**TEXT TO READ:**
Xbox One (Durango) Technical hardware investigation

bkilian · Oct 6, 2013

Betanumerical said:
They never wen't with Yukon, we never got a leak early about the the roadmap for Durango, which is what they are commenting on.

Actually, they did. Yukon and Durango are the same project. Even when I left, I was still checking code into the Yukon tree. In the early days of the 360, the vision doc was called "The book of Xenon". The equivalent doc for the X1 was called "The book of Yukon"

Betanumerical · Oct 6, 2013

bkilian said:
Actually, they did. Yukon and Durango are the same project. Even when I left, I was still checking code into the Yukon tree. In the early days of the 360, the vision doc was called "The book of Xenon". The equivalent doc for the X1 was called "The book of Yukon"

Interesting I always assumed they were seperate projects. Its strange it changed so much over time.

bkilian · Oct 6, 2013

Betanumerical said:
Interesting I always assumed they were seperate projects. Its strange it changed so much over time.

Why is that strange? For one, the leaked doc was an early vision doc, not a technical specs doc, and for another, the design changed a number of times as things firmed up in talks with suppliers and the software team did exploratory proof-of-concepts.

Betanumerical · Oct 6, 2013

bkilian said:
Why is that strange? For one, the leaked doc was an early vision doc, not a technical specs doc, and for another, the design changed a number of times as things firmed up in talks with suppliers and the software team did exploratory proof-of-concepts.

**WHAT TO PRODUCE:** Continue the Xbox One hardware thread above from the point where it stops.

**SUPPLIED DATA:**
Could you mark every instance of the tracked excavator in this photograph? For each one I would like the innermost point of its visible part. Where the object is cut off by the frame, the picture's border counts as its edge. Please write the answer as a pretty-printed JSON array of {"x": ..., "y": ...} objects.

**OUTPUT FOR THIS EXERCISE:**
Well the fact that they ditched hardware B/C and a bunch of other stuff is what I found as strange.

bkilian · Oct 6, 2013

Betanumerical said:
Well the fact that they ditched hardware B/C and a bunch of other stuff is what I found as strange.

Standard cost/benefit analysis on that one, I'm afraid. The added cost over the life of the console for a feature that is only really useful or popular in the first year is a bit of a no-brainer. Look at what Sony did for the PS3, for instance. The feature got removed pretty quickly.

taisui · Oct 6, 2013

3dilettante said:
I think the implementation is more that the GPU sends a write over the Onion bus, and the interface logic itself or in conjunction with the request queue handles inserting it into the order of requests in the coherent hierarchy.
A broadcast of invalidations would happen once the write gets to this point, and any future coherent traffic is going to get on the queue as well. All other attempts to use that cache line are going to hit the queue, until it writes to memory and main memory becomes the final arbiter.
.

I'm curious on how it would affect the games in practice.

Take physics/particles for example, CPU preps and batch the data structs
GPU takes the coherent memory address, run simulation on the data
GPU takes the prior result and render output.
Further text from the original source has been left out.